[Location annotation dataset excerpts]
(begin)

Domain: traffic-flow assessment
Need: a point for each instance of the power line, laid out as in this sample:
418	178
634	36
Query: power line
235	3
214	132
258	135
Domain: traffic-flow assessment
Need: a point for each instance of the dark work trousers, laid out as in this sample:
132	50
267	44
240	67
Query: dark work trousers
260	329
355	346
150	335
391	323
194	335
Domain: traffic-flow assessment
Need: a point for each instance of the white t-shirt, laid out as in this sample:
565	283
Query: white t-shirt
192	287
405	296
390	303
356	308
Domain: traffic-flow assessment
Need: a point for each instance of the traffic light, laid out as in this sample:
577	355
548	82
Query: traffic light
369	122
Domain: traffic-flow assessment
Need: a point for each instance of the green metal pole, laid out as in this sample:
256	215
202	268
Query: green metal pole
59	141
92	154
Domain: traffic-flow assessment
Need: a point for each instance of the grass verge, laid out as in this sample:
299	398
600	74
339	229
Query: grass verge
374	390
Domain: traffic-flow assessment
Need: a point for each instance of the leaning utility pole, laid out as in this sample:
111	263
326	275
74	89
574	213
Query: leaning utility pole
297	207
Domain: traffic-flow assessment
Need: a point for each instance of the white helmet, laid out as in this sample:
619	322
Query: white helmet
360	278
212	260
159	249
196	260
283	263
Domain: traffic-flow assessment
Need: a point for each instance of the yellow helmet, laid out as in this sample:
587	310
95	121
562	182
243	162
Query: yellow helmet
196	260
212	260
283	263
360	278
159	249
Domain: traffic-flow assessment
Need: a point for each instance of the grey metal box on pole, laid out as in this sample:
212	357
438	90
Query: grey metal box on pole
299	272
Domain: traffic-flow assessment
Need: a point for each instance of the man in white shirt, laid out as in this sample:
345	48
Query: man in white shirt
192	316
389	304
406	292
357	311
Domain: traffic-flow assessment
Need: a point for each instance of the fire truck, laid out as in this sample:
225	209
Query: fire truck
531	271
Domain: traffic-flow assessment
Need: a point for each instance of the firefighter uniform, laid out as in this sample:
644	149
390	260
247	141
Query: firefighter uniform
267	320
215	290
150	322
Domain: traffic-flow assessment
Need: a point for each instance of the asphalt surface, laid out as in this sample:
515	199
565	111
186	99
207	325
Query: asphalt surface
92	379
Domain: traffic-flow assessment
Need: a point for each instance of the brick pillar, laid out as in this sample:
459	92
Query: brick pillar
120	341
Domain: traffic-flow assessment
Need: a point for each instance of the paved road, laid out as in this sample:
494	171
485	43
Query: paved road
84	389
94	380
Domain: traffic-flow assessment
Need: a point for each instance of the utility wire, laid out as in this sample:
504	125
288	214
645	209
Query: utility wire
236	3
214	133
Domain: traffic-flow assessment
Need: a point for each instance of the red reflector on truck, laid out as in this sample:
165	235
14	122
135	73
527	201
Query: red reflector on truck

(end)

▶ INSTRUCTIONS TO FOLLOW
All of the lines above need to be given again exactly.

▶ RESULT OF THE TASK
Domain: traffic-flow assessment
Need: a point for each instance of the power line, laid out as in this sample:
418	178
634	36
Query: power line
235	3
214	132
258	135
Domain: traffic-flow assessment
Need: a point for each instance of the dark work trousers, laid out as in this sample:
132	50
267	44
240	67
Query: dark work trousers
260	329
355	346
150	335
391	323
194	335
Domain: traffic-flow assessment
Need: a point for each instance of the white t-shirt, laid out as in this sample:
565	283
Query: white t-shirt
192	287
405	296
390	303
356	308
Domain: traffic-flow assessment
Need: a point for each instance of the traffic light, laid out as in this sample:
577	355
548	82
Query: traffic light
369	122
Domain: traffic-flow assessment
Need: a point for each instance of the green metal pole, laid out as in this sample:
256	215
202	268
Query: green metal pole
59	141
92	154
Domain: traffic-flow assessment
Need: a point for each instance of the grass verge, laid out as in this sample:
299	398
600	74
339	229
Query: grass verge
374	390
Domain: traffic-flow assessment
Need: a point for each instance of the leaning utility pole, laid out as in this sample:
111	263
326	275
74	89
574	213
Query: leaning utility pole
297	207
Domain: traffic-flow assessment
Need: a point for each instance of the white helmet, laid out as in this sample:
619	322
Query: white helmet
360	278
212	260
159	249
196	260
283	263
Domain: traffic-flow assessment
Need: a point for each instance of the yellow helmet, laid out as in this sample:
587	310
95	121
562	182
243	162
Query: yellow helmet
196	260
212	260
283	263
360	278
159	249
Domain: traffic-flow assessment
Need: a point for each instance of the grey metal box on pole, laid out as in this sample:
212	357
438	90
Query: grey metal box on pole
299	272
Domain: traffic-flow assessment
Need: a point for each instance of the man in white shirt, laid out as in this sample:
345	48
Query: man in white shirt
192	316
389	304
406	292
357	311
Domain: traffic-flow assessment
Need: a point for each instance of the fire truck, laid out as in this sample:
225	209
Query: fire truck
531	271
Domain: traffic-flow assessment
Need: a point for each instance of the firefighter uniform, laid out as in this sample:
644	149
390	260
247	141
Query: firefighter uniform
267	320
215	290
150	322
Domain: traffic-flow assessment
Need: a point for each instance of the asphalt surface, laid out as in this sample:
515	199
565	111
186	99
207	325
Query: asphalt surface
92	379
Domain: traffic-flow assessment
Need: a point for each instance of the brick pillar, laid out as in this sample:
459	92
Query: brick pillar
120	341
Domain: traffic-flow assessment
Need: a point for each instance of the paved road, laid out as in this sample:
494	171
485	43
Query: paved road
84	389
94	380
Domain: traffic-flow assessment
Need: a point for each instance of the utility wire, laid out as in this sample:
504	125
288	214
645	209
Query: utility wire
236	3
214	133
Domain: traffic-flow assessment
Need: a point for each instance of the red reflector on truck, laid out as in this sample:
165	235
14	122
135	73
527	201
Query: red reflector on truck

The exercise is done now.